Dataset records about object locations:
────
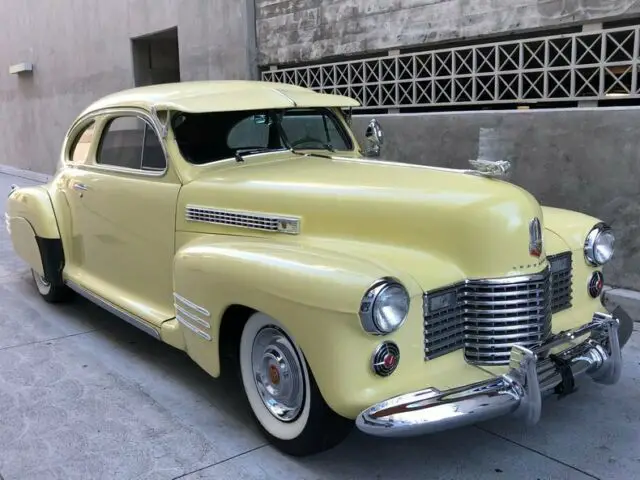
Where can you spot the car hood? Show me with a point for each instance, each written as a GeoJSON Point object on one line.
{"type": "Point", "coordinates": [470, 220]}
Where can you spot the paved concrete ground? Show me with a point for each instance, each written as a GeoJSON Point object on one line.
{"type": "Point", "coordinates": [85, 396]}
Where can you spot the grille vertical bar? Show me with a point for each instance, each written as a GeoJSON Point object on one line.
{"type": "Point", "coordinates": [488, 317]}
{"type": "Point", "coordinates": [561, 281]}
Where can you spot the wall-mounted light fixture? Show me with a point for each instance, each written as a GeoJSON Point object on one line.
{"type": "Point", "coordinates": [19, 68]}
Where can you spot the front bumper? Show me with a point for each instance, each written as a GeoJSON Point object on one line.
{"type": "Point", "coordinates": [532, 375]}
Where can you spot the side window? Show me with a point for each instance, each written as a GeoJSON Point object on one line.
{"type": "Point", "coordinates": [79, 151]}
{"type": "Point", "coordinates": [312, 127]}
{"type": "Point", "coordinates": [252, 131]}
{"type": "Point", "coordinates": [130, 142]}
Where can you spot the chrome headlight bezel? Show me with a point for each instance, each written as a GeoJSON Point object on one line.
{"type": "Point", "coordinates": [591, 242]}
{"type": "Point", "coordinates": [369, 306]}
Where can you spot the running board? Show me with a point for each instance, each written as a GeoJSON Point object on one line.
{"type": "Point", "coordinates": [111, 308]}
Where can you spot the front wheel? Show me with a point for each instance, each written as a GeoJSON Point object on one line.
{"type": "Point", "coordinates": [282, 393]}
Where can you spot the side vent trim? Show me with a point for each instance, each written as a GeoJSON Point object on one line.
{"type": "Point", "coordinates": [266, 222]}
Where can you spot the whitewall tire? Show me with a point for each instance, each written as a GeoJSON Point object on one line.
{"type": "Point", "coordinates": [282, 393]}
{"type": "Point", "coordinates": [49, 291]}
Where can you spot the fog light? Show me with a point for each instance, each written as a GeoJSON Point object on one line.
{"type": "Point", "coordinates": [596, 283]}
{"type": "Point", "coordinates": [385, 359]}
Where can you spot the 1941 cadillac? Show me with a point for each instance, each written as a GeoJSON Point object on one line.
{"type": "Point", "coordinates": [242, 223]}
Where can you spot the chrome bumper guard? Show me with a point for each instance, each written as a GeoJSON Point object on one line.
{"type": "Point", "coordinates": [532, 375]}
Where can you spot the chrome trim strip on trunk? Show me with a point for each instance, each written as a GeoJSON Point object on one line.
{"type": "Point", "coordinates": [115, 310]}
{"type": "Point", "coordinates": [520, 391]}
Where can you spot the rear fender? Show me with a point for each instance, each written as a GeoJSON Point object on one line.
{"type": "Point", "coordinates": [34, 233]}
{"type": "Point", "coordinates": [34, 205]}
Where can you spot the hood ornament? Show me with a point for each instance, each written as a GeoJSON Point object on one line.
{"type": "Point", "coordinates": [491, 168]}
{"type": "Point", "coordinates": [535, 238]}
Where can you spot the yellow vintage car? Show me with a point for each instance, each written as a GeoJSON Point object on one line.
{"type": "Point", "coordinates": [242, 223]}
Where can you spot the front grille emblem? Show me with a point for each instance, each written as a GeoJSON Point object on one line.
{"type": "Point", "coordinates": [535, 238]}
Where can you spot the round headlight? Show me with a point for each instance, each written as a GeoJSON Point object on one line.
{"type": "Point", "coordinates": [599, 245]}
{"type": "Point", "coordinates": [384, 307]}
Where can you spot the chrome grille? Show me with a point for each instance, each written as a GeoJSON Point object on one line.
{"type": "Point", "coordinates": [561, 281]}
{"type": "Point", "coordinates": [488, 317]}
{"type": "Point", "coordinates": [255, 221]}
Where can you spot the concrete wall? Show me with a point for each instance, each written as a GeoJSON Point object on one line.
{"type": "Point", "coordinates": [586, 160]}
{"type": "Point", "coordinates": [302, 30]}
{"type": "Point", "coordinates": [82, 50]}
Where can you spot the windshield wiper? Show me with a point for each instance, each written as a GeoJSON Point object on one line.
{"type": "Point", "coordinates": [247, 151]}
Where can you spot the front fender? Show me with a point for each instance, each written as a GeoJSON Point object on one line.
{"type": "Point", "coordinates": [571, 226]}
{"type": "Point", "coordinates": [315, 293]}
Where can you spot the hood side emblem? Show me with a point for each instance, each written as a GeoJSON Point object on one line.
{"type": "Point", "coordinates": [535, 238]}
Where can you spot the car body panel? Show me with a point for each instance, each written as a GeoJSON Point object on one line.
{"type": "Point", "coordinates": [221, 96]}
{"type": "Point", "coordinates": [34, 205]}
{"type": "Point", "coordinates": [23, 239]}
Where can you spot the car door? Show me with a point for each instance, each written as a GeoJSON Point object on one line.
────
§ TASK BRIEF
Drop the pictures and reproduce the rest of the entries above exactly.

§ SOLUTION TO THE EXERCISE
Where can you spot the car hood? Show me with a point for each instance, each written as a GeoJSON Point object on one line.
{"type": "Point", "coordinates": [470, 220]}
Where can you spot the paved concrete ground? Show me with a point for each instance, each written as a GeoJSON Point object on one line.
{"type": "Point", "coordinates": [85, 396]}
Where can you spot the grille vertical bar? Show me with a point for each instance, each written as a GeoJSON Point object on one line.
{"type": "Point", "coordinates": [488, 317]}
{"type": "Point", "coordinates": [561, 281]}
Where can you spot the wall-mounted light fixture? Show me with a point for each instance, each written as a GeoJSON Point object on one line.
{"type": "Point", "coordinates": [19, 68]}
Where can you spot the front bumper? Show me with a point for each instance, each written as a GeoJSON Point object on one line.
{"type": "Point", "coordinates": [532, 375]}
Where can you spot the side window? Show me with a point for each instance, each written as a GeoJSON Point object on one line.
{"type": "Point", "coordinates": [79, 151]}
{"type": "Point", "coordinates": [312, 127]}
{"type": "Point", "coordinates": [252, 131]}
{"type": "Point", "coordinates": [130, 142]}
Where can you spot the chrome headlight bezel? Show me with a point for each instance, each written as a GeoJSON Point object on one line.
{"type": "Point", "coordinates": [591, 242]}
{"type": "Point", "coordinates": [369, 306]}
Where can you spot the running board? Show me with a point for each instance, each written as a GeoJSON Point object on one line.
{"type": "Point", "coordinates": [111, 308]}
Where can you spot the front wheel? Show me with a point for each instance, each written as a GeoJSON Point object on one line.
{"type": "Point", "coordinates": [282, 393]}
Where can you spot the side vent trim? Show me with a point for each instance, each written as a GeoJSON Point object on one line.
{"type": "Point", "coordinates": [266, 222]}
Where can you spot the whitewall tire? Show me with a point for each instance, each written as a GeoJSON Point object on one line.
{"type": "Point", "coordinates": [282, 393]}
{"type": "Point", "coordinates": [49, 291]}
Where can you spot the fog light? Show me with a point for each instance, each written as a GeoJSON Point object on one line.
{"type": "Point", "coordinates": [596, 283]}
{"type": "Point", "coordinates": [385, 359]}
Where can you spot the 1941 cadillac? Show me with a point for each instance, each written as a GeoJSON Point object on one line.
{"type": "Point", "coordinates": [242, 223]}
Where can you spot the chrome bumper guard? Show me with a point for each instance, each written as a GeoJSON Point object on one line.
{"type": "Point", "coordinates": [532, 375]}
Where can you spot the chrome trim strip on trunk? Show me with a point for each instance, each written as a GeoJSON Point object on one line.
{"type": "Point", "coordinates": [115, 310]}
{"type": "Point", "coordinates": [520, 391]}
Where can you spot the rear fender? Show me with a point for each instance, each written as a GeoJSON Point object on one line.
{"type": "Point", "coordinates": [34, 233]}
{"type": "Point", "coordinates": [34, 205]}
Where can you spot the hood ornament? Show me with a point for each instance, each written as a GeoJSON Point object on one line.
{"type": "Point", "coordinates": [491, 168]}
{"type": "Point", "coordinates": [535, 238]}
Where can you spot the yellow vintage car? Show me with a point for each instance, each written as a GeoJSON Point object on one line.
{"type": "Point", "coordinates": [242, 223]}
Where can you spot the front grille emblem? Show me with a point for each instance, each written as a GeoJSON Point object on one line.
{"type": "Point", "coordinates": [535, 238]}
Where can you spot the round headlight? Show me with a point for each instance, each written as a GeoJSON Point object on one line.
{"type": "Point", "coordinates": [599, 245]}
{"type": "Point", "coordinates": [384, 307]}
Where can you spot the chrome grille? Show me with a point for each instance, each written as a GeoJSON Point object on one line.
{"type": "Point", "coordinates": [561, 281]}
{"type": "Point", "coordinates": [488, 317]}
{"type": "Point", "coordinates": [255, 221]}
Where can you spot the concrete wall? Show me with a point for each instance, each written as a GeoJSON Point object on one line.
{"type": "Point", "coordinates": [586, 160]}
{"type": "Point", "coordinates": [302, 30]}
{"type": "Point", "coordinates": [82, 50]}
Where can you spot the windshield wiper? Show me with a point for each instance, each written as a GeoJSON Point object on one line.
{"type": "Point", "coordinates": [247, 151]}
Where can you spot the front fender? Show me with a point for each instance, each written as a GeoJSON Point object on one line.
{"type": "Point", "coordinates": [571, 226]}
{"type": "Point", "coordinates": [315, 293]}
Where can you spot the hood side emblem? Show me with a point for each instance, each written as a GeoJSON Point object on one line.
{"type": "Point", "coordinates": [535, 238]}
Where can you spot the car body panel? Show me with a point for each instance, each written as a GeoJSON Point object on one line.
{"type": "Point", "coordinates": [221, 96]}
{"type": "Point", "coordinates": [34, 205]}
{"type": "Point", "coordinates": [23, 239]}
Where can you spot the car door? Show me with a point for each instance, each written as a GeoJSON Point object on one line.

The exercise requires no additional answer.